- _Material for this task_
+-------+

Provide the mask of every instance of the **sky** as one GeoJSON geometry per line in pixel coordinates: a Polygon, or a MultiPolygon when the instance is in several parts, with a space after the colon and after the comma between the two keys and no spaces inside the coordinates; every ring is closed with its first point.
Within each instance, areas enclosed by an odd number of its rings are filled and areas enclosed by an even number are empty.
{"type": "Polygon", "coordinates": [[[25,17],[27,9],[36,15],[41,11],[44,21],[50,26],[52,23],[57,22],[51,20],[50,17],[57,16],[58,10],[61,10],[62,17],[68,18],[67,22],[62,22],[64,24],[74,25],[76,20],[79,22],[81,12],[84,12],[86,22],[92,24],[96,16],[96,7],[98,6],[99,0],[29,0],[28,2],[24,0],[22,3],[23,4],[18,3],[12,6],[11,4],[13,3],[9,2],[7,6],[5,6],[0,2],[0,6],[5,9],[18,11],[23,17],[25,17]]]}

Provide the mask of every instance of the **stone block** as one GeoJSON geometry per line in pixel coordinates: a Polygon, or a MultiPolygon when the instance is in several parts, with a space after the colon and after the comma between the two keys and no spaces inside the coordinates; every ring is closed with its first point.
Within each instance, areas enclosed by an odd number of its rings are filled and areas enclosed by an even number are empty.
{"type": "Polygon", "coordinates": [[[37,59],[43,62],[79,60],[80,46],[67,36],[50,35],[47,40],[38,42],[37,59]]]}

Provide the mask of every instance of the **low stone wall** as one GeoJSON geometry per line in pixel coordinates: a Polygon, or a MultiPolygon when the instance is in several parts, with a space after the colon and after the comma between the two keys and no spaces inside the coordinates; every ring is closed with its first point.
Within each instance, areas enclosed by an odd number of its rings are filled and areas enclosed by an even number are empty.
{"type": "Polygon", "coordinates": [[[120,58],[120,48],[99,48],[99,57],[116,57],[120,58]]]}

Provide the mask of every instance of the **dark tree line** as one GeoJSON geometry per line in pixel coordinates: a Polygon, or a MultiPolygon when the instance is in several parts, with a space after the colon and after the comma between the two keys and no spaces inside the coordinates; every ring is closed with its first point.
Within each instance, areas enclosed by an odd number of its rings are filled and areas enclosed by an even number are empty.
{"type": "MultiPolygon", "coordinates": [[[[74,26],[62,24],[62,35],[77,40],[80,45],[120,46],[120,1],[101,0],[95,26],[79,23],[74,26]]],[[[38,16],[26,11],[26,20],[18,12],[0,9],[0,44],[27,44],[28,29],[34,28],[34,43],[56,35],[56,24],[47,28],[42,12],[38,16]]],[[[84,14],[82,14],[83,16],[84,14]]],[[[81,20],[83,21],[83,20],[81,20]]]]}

+-------+

- _Stated goal_
Please copy the records from the line containing "Provide the mask of every instance of the **stone" through the end of the records without any changes.

- _Result_
Provide the mask of every instance of the **stone block** as one GeoJSON geometry per line in pixel coordinates: a Polygon, or a MultiPolygon when the instance is in several parts, with a space after the colon and after the comma between the two keys and no spaces inside the coordinates; every ring is closed with its first point.
Within each instance, areas enclosed by an odd number of its rings are filled and areas enclosed by an even number are empty.
{"type": "Polygon", "coordinates": [[[37,59],[43,62],[79,60],[80,46],[67,36],[50,35],[47,40],[38,42],[37,59]]]}

Provide the mask of every instance of the **low stone wall** as one GeoJSON geometry per line in pixel coordinates: a Polygon, or a MultiPolygon when the instance is in several parts, with a space after the colon and after the comma between the two keys and no spaces inside the coordinates; every ring is closed with its first point.
Within each instance, areas enclosed by an odd number of its rings are filled and areas enclosed by an even number are empty.
{"type": "Polygon", "coordinates": [[[120,58],[120,48],[99,48],[99,57],[116,57],[120,58]]]}

Provide the mask of every instance of the **dark tree line** as one GeoJSON geometry per line in pixel coordinates: a Polygon, or a MultiPolygon when the instance is in several parts, with a space after the colon and after the comma between the two keys and no spaces inside the coordinates; every ring is closed with its first point.
Within each instance, areas enclosed by an odd number of its rings are filled and areas enclosed by an even number are empty.
{"type": "MultiPolygon", "coordinates": [[[[74,26],[62,24],[62,35],[77,40],[80,45],[120,46],[120,1],[101,0],[95,26],[79,23],[74,26]]],[[[38,16],[26,11],[26,20],[18,12],[0,9],[0,44],[27,44],[28,29],[34,28],[34,43],[56,35],[56,24],[47,28],[42,12],[38,16]]],[[[84,14],[82,14],[83,16],[84,14]]],[[[81,20],[83,21],[83,20],[81,20]]]]}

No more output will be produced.